[begin Material for the task]
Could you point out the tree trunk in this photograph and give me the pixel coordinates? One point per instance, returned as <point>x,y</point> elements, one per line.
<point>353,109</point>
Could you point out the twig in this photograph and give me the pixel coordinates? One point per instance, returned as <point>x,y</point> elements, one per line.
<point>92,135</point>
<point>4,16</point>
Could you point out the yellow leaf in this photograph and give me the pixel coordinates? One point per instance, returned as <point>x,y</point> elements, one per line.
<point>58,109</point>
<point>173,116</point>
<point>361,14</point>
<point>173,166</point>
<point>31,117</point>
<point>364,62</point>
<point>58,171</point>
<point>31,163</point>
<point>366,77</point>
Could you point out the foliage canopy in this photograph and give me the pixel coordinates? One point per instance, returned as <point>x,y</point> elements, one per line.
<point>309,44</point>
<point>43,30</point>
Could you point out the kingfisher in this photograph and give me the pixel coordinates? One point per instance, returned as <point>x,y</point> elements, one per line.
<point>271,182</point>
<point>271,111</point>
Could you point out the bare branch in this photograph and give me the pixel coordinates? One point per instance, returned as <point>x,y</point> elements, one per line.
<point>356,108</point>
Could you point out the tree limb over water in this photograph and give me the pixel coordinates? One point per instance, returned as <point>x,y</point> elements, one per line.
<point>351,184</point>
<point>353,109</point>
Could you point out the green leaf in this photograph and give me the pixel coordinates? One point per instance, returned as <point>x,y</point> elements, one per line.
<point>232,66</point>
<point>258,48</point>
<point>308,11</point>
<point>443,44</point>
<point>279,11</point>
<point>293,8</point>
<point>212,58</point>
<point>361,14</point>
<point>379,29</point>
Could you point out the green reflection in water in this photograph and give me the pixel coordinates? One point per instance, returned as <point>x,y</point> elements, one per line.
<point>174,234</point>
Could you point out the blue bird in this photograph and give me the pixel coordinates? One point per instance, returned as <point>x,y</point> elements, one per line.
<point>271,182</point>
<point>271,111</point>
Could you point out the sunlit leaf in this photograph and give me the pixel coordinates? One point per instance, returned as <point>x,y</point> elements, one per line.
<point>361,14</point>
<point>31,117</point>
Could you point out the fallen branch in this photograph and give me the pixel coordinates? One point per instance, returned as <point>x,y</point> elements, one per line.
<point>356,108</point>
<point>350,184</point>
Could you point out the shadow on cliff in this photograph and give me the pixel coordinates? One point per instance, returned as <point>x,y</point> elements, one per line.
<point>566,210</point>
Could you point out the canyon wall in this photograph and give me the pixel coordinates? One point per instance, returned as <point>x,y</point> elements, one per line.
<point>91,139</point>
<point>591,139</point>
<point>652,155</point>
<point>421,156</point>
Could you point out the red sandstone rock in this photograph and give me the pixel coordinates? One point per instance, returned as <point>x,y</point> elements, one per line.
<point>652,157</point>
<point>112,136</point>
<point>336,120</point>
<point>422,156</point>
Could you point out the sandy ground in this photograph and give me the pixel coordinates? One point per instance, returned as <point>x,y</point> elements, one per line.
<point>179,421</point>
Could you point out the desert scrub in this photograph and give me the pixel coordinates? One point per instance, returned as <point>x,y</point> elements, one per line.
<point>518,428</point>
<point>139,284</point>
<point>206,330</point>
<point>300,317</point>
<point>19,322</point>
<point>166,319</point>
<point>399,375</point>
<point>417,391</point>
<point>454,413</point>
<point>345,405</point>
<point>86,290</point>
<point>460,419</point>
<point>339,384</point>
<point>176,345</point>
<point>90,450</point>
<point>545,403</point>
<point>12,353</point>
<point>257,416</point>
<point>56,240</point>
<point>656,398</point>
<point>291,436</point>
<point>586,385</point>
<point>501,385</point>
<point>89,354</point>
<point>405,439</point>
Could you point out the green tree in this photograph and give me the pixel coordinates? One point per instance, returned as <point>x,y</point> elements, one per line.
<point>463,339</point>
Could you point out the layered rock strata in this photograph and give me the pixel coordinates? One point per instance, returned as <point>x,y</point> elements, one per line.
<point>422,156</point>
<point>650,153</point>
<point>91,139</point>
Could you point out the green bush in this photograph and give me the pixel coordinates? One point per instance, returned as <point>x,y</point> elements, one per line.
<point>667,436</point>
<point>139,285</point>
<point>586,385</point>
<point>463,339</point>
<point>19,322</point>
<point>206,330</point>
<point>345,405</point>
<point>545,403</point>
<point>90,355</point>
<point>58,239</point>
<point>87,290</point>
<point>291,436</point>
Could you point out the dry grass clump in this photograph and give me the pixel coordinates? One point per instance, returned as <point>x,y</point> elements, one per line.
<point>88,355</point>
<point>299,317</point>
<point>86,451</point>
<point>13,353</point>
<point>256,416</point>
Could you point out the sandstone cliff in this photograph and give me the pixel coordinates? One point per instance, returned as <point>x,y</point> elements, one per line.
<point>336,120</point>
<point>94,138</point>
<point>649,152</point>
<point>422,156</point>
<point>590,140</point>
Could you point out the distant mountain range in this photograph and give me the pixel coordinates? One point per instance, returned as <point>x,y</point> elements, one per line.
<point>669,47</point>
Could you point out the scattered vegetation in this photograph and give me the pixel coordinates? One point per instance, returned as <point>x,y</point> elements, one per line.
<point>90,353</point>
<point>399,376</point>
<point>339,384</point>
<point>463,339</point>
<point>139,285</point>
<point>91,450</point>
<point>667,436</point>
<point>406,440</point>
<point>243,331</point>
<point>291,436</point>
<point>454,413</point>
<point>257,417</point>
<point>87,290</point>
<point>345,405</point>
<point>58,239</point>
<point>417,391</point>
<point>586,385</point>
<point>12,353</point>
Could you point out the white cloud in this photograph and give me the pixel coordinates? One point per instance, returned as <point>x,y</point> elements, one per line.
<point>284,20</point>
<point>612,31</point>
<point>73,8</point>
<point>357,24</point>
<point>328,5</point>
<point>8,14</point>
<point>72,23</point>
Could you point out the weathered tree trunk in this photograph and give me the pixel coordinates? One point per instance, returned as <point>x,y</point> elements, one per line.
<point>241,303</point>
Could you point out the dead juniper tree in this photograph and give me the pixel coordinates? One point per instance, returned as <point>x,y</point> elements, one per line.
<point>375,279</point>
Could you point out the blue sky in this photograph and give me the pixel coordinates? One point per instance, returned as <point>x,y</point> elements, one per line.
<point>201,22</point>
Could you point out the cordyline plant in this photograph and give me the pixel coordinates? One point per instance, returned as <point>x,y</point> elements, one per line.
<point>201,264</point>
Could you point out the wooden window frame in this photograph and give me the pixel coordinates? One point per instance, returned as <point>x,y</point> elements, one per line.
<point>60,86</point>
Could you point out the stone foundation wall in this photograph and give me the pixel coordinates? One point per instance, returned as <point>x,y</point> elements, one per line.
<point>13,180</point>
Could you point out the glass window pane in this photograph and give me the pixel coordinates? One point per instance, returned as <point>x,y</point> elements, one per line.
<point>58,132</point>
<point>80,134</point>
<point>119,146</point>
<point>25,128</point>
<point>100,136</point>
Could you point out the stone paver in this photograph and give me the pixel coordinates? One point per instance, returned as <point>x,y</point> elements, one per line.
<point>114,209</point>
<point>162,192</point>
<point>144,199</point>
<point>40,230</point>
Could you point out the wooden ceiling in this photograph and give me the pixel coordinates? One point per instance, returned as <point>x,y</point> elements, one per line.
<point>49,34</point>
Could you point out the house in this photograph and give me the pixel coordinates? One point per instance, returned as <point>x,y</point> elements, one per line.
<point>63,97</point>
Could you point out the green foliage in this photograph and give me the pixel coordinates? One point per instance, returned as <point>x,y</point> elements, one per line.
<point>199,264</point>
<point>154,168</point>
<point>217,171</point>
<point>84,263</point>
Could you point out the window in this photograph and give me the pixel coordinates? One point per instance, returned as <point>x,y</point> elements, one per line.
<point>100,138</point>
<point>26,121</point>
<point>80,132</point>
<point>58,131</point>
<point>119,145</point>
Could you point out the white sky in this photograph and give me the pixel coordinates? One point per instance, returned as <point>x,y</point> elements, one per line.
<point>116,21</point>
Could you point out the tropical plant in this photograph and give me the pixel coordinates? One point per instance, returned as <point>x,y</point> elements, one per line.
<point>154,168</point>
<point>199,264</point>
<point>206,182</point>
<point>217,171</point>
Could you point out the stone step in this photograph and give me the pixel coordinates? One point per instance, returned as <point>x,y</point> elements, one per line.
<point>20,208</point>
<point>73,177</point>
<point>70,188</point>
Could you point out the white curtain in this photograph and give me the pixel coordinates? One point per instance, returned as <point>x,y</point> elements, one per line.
[end Material for the task]
* The exercise *
Copy out the lines from the line containing "Could you point out the distant" up to and including the line containing "<point>72,23</point>", putting "image" wherever "photograph" appears and changing nothing else.

* Solution for this task *
Could you point out the distant mountain range in this image and give me the pixel coordinates? One point per instance, returned as <point>x,y</point> elements, one per line.
<point>669,47</point>
Could you point out the scattered vegetation in this image and give me the pixel coordinates? One point per instance, returned as <point>x,y</point> elements, one per line.
<point>90,353</point>
<point>399,376</point>
<point>339,384</point>
<point>463,339</point>
<point>139,285</point>
<point>91,450</point>
<point>667,436</point>
<point>406,440</point>
<point>243,331</point>
<point>291,436</point>
<point>454,413</point>
<point>257,417</point>
<point>87,290</point>
<point>345,405</point>
<point>58,239</point>
<point>417,391</point>
<point>586,385</point>
<point>12,353</point>
Could you point out the white cloud in this image and give me the pixel coordinates? One point per instance, returned as <point>x,y</point> elements, one per line.
<point>284,20</point>
<point>612,31</point>
<point>73,8</point>
<point>357,24</point>
<point>328,5</point>
<point>8,14</point>
<point>72,23</point>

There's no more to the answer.